→ **PASSAGE TO READ**
Sunday 24 June 2012

Sheath your swords, dOCUMENTA 13 opens in Afghanistan today



National gallery, Kabul, Afghanistan
 For the first time, one of the biggest events in the art world's calendar, dOCUMENTA 13, holds outside Germany, in addition to its traditional Kassel home shows.
   While the Kassel section opened few weeks ago, 27 artists from 13 countries are gathering today June 24 to July 19, 2012 at the National Gallery Kabul, and Bamiyan in Afghanistan,. The Kabul and Bamiyan event is in collaboration with the Goethe Institut, Afghanistan.
  The breakdown of artists and the countries represented include Afghanistan (13), Argentina (1), France (1), United Kingdom (1), Egypt (1), USA (3), Germany (3), Italy (2), Mexico (2), Belgium (1), Lebanon (1), Poland (1), South Africa (1).
 Other parallel events outside Kassel hold in  Cairo, Egypt and Canada's Banff National Park.
 Kabul, according to the organizers will host an exhibition, film series and part of a photo collage whose second half can be seen in Kassel.
Directed by Carolyn Christov-Bakargiev, the organisers explains that the 2012 edition explores spaces and places where rebuilding collapsed interests and recovery are of immediate priority.

→ **PROVIDED MATERIAL**
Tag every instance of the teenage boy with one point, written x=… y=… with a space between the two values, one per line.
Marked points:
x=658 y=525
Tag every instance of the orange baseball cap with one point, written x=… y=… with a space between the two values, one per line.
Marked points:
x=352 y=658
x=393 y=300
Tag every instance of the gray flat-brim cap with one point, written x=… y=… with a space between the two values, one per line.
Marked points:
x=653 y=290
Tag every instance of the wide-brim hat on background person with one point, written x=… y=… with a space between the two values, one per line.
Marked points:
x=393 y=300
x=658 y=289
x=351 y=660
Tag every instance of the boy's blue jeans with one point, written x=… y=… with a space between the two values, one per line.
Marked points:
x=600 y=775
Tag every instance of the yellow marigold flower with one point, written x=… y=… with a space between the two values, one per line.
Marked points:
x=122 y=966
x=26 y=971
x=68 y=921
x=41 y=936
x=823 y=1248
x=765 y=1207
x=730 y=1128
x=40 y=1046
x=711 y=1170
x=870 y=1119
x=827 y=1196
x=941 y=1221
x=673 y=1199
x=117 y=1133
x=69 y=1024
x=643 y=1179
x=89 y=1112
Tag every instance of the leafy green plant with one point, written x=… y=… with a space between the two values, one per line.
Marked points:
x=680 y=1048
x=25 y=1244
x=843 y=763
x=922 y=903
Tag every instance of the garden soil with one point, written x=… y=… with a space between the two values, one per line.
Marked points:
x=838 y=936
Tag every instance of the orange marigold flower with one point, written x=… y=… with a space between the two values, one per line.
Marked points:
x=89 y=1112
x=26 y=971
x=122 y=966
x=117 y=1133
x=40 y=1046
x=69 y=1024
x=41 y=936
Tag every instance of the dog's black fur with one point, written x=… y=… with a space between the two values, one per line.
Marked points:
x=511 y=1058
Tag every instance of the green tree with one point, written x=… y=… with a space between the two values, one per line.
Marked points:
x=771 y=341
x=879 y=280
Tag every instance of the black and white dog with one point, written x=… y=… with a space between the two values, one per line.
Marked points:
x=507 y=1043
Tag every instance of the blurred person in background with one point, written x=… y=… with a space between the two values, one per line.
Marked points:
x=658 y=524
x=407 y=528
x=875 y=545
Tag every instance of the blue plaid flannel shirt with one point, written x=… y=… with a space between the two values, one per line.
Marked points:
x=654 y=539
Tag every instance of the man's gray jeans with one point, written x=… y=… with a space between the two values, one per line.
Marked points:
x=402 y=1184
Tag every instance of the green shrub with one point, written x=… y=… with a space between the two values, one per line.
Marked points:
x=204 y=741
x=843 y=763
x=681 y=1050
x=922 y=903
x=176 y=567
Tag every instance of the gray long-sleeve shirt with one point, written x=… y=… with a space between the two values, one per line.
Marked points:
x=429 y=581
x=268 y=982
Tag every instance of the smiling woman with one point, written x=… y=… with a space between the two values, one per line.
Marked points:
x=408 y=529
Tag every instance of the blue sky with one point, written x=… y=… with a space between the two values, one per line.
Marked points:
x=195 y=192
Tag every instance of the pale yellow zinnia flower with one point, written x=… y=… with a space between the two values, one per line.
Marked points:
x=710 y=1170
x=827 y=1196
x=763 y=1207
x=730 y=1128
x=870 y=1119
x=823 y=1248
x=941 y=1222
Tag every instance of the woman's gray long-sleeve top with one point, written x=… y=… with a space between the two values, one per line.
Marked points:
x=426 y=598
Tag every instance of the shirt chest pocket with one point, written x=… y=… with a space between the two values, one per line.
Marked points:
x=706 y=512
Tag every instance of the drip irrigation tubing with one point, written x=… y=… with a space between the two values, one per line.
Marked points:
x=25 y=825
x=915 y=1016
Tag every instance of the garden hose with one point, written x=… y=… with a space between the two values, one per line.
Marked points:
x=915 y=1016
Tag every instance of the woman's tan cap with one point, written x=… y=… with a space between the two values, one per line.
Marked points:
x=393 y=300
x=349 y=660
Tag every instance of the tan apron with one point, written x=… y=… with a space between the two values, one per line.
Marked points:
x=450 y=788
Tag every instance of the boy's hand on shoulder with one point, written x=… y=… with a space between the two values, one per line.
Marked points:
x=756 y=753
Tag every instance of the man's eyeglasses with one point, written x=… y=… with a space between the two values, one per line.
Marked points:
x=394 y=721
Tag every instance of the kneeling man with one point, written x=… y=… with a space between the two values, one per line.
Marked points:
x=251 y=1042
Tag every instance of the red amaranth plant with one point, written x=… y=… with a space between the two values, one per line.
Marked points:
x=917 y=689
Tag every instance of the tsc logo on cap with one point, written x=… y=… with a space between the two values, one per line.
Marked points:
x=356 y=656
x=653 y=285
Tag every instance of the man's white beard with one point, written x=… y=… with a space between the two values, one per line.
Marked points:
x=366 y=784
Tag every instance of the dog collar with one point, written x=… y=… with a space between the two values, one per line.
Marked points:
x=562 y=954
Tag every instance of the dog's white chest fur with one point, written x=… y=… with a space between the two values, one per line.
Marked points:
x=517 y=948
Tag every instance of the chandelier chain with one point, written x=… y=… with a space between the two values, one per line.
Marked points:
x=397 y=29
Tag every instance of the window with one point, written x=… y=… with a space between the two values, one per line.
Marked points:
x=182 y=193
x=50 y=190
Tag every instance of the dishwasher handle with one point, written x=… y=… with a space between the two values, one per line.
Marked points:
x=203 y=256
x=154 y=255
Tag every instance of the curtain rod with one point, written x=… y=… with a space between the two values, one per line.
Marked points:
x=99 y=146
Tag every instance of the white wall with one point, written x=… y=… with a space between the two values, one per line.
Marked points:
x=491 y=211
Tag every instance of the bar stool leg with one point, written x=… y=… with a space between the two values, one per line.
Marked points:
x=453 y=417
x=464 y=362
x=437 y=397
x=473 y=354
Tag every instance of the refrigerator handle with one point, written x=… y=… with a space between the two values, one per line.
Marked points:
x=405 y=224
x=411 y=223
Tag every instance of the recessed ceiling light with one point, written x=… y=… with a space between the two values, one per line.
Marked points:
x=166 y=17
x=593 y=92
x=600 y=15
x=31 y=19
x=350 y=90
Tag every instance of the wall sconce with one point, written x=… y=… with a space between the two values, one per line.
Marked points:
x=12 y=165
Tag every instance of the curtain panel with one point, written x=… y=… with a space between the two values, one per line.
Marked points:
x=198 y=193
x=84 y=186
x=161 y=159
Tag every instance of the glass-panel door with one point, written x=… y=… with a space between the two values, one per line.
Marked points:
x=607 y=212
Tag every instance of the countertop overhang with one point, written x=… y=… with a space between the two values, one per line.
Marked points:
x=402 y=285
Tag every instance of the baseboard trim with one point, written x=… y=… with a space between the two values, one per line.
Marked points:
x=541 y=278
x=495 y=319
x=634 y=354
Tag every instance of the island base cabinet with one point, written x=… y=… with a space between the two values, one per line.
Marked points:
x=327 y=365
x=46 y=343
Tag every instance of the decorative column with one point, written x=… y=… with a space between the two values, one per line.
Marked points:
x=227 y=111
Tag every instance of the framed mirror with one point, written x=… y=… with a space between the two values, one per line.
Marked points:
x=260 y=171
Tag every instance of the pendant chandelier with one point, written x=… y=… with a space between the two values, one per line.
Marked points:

→ **WHAT TO WORK ON**
1. According to the article on dOCUMENTA 13, which institution is the Kabul and Bamiyan event held in collaboration with?
2. Continue the article on dOCUMENTA 13 from its final sentence.
The records play no part in this work.

→ **TASK RESULTS**
1. The Goethe Institut, Afghanistan.

2.
  Christov-Bakargiev says “War creates facts, but art, too, creates fact of a different order, and art has a major role to play in social processes of reconstruction through imagination. The first documenta opened in 1955 after a terrible period of dictatorship and conflict. Although different and dissimilar to what has happened in Afghanistan, experiences are shared in the moment of rethinking one’s society, at the juncture of where art is felt to be autonomous and an international common language of shared ideals and practices.”
 With a target to attract more than 750, 000 visitors to the western German town of Kassel over its 100-day run, the main event was projected to attract more than 245 artists, scientists and curators from 55 different countries, displaying along a route through the city, winding through art galleries and churches to more unusual locations such as a cinema, and outdoors.
 On the 2012 edition, and the argument about what art and content,  Christov-Bakargiev states: "What some of these participants do, and what they 'exhibit' at documenta may or may not be art. However, their acts, gestures, thoughts, and knowledges produce and are produced by circumstances that are readable by art, aspects that art can cope with and absorb," explained Christov-Bakargiev to the press on Wednesday. "The borders between what is art and what is not art are becoming less and less important."
That is also a concept: "Documenta is a state of mind."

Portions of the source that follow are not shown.